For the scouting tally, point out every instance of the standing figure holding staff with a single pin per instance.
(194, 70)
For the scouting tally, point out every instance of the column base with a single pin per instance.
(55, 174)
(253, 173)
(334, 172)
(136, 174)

| PROBLEM TO WORK ON |
Copy the data above again, changing "scouting tally" to "survey count" wherever it appears and keeping everything else the same.

| RESULT FOR THIS TASK |
For the survey count, point out every instance of the standing figure holding staff with a single pin per instance.
(194, 70)
For the survey count, point out every instance of the column base with a single pin per instance.
(55, 174)
(253, 173)
(334, 172)
(136, 174)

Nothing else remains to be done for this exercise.